Input >>
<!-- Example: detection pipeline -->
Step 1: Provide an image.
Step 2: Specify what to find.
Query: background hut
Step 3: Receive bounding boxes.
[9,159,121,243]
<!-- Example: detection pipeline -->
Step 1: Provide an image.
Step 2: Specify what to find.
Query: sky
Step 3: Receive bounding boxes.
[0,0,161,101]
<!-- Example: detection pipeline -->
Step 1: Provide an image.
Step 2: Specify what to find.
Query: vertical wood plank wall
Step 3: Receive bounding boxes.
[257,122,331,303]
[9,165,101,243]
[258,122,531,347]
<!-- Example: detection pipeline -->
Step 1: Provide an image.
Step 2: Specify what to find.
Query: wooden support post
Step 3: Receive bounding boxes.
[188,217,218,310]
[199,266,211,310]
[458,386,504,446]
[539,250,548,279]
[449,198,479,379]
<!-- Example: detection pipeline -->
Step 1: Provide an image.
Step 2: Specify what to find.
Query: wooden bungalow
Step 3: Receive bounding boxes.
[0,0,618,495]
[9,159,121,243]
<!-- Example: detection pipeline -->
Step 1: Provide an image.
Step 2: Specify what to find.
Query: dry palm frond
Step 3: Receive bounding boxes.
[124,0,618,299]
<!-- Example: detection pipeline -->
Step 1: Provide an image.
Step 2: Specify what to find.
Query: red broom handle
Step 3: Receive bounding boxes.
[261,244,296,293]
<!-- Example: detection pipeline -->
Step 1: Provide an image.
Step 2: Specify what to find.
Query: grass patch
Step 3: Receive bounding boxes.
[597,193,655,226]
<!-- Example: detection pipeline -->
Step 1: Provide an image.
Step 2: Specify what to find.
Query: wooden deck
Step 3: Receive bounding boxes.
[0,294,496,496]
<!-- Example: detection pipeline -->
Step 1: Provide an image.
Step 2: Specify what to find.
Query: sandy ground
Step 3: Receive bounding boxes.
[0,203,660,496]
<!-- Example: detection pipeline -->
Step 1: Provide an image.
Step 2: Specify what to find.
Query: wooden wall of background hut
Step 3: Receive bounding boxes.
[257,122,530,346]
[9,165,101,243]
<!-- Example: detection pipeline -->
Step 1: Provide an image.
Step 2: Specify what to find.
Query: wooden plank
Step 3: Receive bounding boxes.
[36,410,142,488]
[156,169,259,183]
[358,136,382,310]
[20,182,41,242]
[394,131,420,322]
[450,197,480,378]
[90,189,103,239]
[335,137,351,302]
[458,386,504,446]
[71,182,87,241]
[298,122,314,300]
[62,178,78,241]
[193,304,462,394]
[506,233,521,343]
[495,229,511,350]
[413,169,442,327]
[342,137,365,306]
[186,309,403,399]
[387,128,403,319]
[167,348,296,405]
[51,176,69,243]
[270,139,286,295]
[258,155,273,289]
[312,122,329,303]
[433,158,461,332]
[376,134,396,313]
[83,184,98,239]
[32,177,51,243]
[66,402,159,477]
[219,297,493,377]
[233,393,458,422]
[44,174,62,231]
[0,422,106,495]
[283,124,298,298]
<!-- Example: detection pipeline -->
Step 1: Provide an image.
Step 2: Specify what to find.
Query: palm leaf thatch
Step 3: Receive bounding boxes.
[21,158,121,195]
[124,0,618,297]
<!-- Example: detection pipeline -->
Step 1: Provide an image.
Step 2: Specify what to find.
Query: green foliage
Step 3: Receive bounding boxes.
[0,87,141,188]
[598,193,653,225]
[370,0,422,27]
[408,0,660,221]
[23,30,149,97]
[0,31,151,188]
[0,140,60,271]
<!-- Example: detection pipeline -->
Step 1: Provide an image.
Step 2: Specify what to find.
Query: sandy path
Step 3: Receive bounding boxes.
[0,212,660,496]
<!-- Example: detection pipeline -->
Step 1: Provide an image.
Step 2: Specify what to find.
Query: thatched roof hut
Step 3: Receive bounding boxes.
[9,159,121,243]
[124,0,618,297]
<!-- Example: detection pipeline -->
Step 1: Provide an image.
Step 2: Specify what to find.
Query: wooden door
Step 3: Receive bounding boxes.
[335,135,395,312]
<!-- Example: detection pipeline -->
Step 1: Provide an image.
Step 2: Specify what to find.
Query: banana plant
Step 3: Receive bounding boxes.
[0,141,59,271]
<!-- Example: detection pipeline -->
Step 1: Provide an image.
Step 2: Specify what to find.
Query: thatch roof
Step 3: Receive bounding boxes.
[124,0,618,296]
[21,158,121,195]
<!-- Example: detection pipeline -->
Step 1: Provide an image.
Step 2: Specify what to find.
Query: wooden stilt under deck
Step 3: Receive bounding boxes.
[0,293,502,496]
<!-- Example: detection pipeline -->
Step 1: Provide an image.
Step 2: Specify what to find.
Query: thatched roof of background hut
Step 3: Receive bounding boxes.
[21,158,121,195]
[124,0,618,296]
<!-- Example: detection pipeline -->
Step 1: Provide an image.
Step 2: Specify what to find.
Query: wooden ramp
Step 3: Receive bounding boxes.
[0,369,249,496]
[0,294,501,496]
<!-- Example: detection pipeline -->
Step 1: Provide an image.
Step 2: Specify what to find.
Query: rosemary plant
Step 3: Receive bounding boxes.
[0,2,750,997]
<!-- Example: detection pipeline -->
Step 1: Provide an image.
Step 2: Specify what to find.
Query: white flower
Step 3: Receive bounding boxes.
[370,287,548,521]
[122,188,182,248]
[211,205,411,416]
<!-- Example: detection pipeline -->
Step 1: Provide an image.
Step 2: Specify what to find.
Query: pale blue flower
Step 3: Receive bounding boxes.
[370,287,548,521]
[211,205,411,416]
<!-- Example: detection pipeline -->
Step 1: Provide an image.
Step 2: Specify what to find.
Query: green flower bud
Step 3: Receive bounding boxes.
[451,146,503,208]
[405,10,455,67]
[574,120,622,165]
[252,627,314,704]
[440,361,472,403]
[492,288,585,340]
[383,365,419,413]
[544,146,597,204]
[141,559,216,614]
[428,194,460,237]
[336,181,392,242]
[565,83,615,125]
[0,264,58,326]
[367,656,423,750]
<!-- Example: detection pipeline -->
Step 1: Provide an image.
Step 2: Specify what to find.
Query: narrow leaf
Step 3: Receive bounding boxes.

Problem requirements >>
Write out all of the rows above again, character for character, leaving nothing out.

Complete output >>
<!-- Example: detection pipeline -->
Step 1: Provide an image.
Step 2: Specify what to find.
Query: background hut
Step 3: Receive bounding boxes.
[9,159,121,243]
<!-- Example: detection pipeline -->
Step 1: Provide an image.
Step 2: Specify what to find.
Query: sky
Step 3: Receive bounding boxes.
[0,0,161,101]
<!-- Example: detection pipeline -->
Step 1: Provide an image.
Step 2: Specify what to find.
Query: vertical wood plank wall
Step 3: Receive bounding boxes.
[257,122,331,303]
[9,165,101,243]
[258,122,531,347]
<!-- Example: detection pipeline -->
Step 1: Provide an image.
Step 2: Specify what to find.
Query: wooden support post
Step 3: Receive bounding boxes.
[188,217,218,310]
[199,266,211,310]
[458,386,504,446]
[539,250,548,279]
[449,198,479,379]
<!-- Example: detection pipeline -->
Step 1: Provide an image.
Step 2: Specify what to find.
Query: wooden bungalow
Step 3: Receive bounding boxes.
[0,0,618,495]
[9,159,121,243]
<!-- Example: detection pipeline -->
Step 1: Provide an image.
Step 2: Specify what to find.
Query: dry palm frond
Step 3: Receive bounding boxes.
[124,0,618,299]
<!-- Example: detection pipeline -->
Step 1: Provide an image.
Step 2: Specify what to find.
Query: red broom handle
Step 3: Receive bounding boxes.
[261,244,296,293]
<!-- Example: detection pipeline -->
Step 1: Provide an image.
Step 2: Specify what to find.
Query: grass patch
Step 3: Receive bounding boxes.
[597,193,655,226]
<!-- Example: detection pipeline -->
Step 1: Provide an image.
Step 2: Specify what to find.
Query: wooden deck
Step 3: Receive bounding boxes.
[0,294,496,496]
<!-- Example: detection pipeline -->
Step 1: Provide an image.
Step 2: Specify what to find.
Query: sandy ground
Step 3: Receive bounding boxes.
[0,203,660,496]
<!-- Example: detection pipeline -->
Step 1: Provide an image.
Step 2: Specify what to find.
Query: wooden wall of background hut
Step 3: Receive bounding boxes.
[257,122,530,346]
[9,165,101,243]
<!-- Example: detection pipeline -->
Step 1: Provide an image.
Step 2: Specify what to find.
Query: wooden plank
Step 3: Receive bounding boxes.
[36,410,142,488]
[156,169,259,183]
[358,136,382,310]
[20,182,41,242]
[394,131,420,322]
[450,197,480,378]
[90,189,103,239]
[335,137,351,302]
[458,386,504,446]
[71,182,87,241]
[298,122,314,300]
[62,178,78,241]
[193,304,462,394]
[506,233,521,343]
[495,229,511,350]
[413,169,442,327]
[342,137,365,306]
[186,309,403,399]
[387,128,403,319]
[167,348,296,405]
[51,176,69,243]
[270,139,286,295]
[258,155,273,289]
[312,122,329,303]
[433,158,461,332]
[376,134,396,313]
[83,184,98,239]
[32,177,51,243]
[66,402,159,477]
[219,297,493,377]
[233,393,458,422]
[44,174,62,231]
[0,422,106,495]
[283,124,298,298]
<!-- Example: detection pipeline -->
Step 1: Provide an image.
Step 2: Specify what to find.
Query: palm leaf thatch
Step 3: Receive bounding boxes.
[21,158,121,195]
[124,0,618,297]
<!-- Example: detection pipeline -->
Step 1: Provide an image.
Step 2: Specify what to find.
Query: green foliage
Step 3: Receive bounding boxes.
[0,87,141,188]
[598,193,653,225]
[370,0,422,27]
[408,0,660,221]
[23,30,149,97]
[0,31,151,188]
[0,140,60,271]
<!-- Example: detection pipeline -->
Step 1: Provide an image.
Step 2: Specify what to find.
Query: sandy path
Step 3: Receive bounding boxes.
[0,212,660,496]
<!-- Example: detection pipeline -->
Step 1: Provide an image.
Step 2: Specify what to find.
Query: thatched roof hut
Step 3: Receive bounding boxes.
[9,159,121,243]
[124,0,618,297]
<!-- Example: detection pipeline -->
Step 1: Provide an image.
Step 2: Specify what to find.
Query: wooden door
Step 3: Receive bounding boxes.
[335,135,395,312]
<!-- Example: detection pipeline -->
Step 1: Provide an image.
Step 2: Specify what to find.
Query: banana plant
Step 3: Receive bounding boxes.
[0,141,59,271]
<!-- Example: detection pipeline -->
Step 1: Provide an image.
Step 2: Specify what to find.
Query: thatch roof
Step 3: Receive bounding boxes.
[124,0,618,296]
[21,158,121,195]
<!-- Example: detection pipeline -->
Step 1: Provide an image.
Step 2: Specify what to find.
Query: wooden stilt under deck
Step 3: Receive bounding boxes.
[0,293,502,496]
<!-- Example: detection pipeline -->
Step 1: Provide an image.
Step 2: Specify what to find.
Query: thatched roof of background hut
Step 3: Receive bounding boxes.
[21,158,121,195]
[124,0,618,296]
<!-- Example: detection pipeline -->
Step 1: Provide an image.
Step 2: Specify what to find.
Query: wooden ramp
Step 3: Receive bounding boxes.
[0,369,249,496]
[0,294,501,496]
<!-- Example: detection pipeline -->
Step 1: Provide an image.
Step 2: Specify what to find.
Query: rosemary plant
Step 3: Receive bounding boxes.
[0,2,750,997]
<!-- Example: detection pipeline -->
Step 1: Provide an image.
Step 2: Specify what to find.
Query: white flower
Step 3: Receive bounding boxes.
[370,287,548,521]
[122,188,182,248]
[211,205,411,416]
<!-- Example: detection pipeline -->
Step 1: Provide an image.
Step 2: Specify what to find.
Query: pale blue flower
Step 3: Receive bounding boxes.
[370,287,548,521]
[211,205,411,416]
<!-- Example: detection pipeline -->
Step 1: Provide an image.
Step 2: Specify what to find.
Query: green flower bud
Step 3: Receive bounding boxes.
[451,146,503,208]
[405,10,455,67]
[574,120,622,165]
[252,627,314,704]
[440,361,472,403]
[492,288,585,340]
[383,365,419,413]
[544,146,597,204]
[141,559,216,614]
[428,194,460,237]
[336,181,392,242]
[565,83,615,125]
[0,264,58,326]
[367,656,423,750]
<!-- Example: detection pipeline -->
Step 1: Provide an image.
Step 2: Specify what to find.
Query: narrow leaf
Step 3: Receive bounding boxes.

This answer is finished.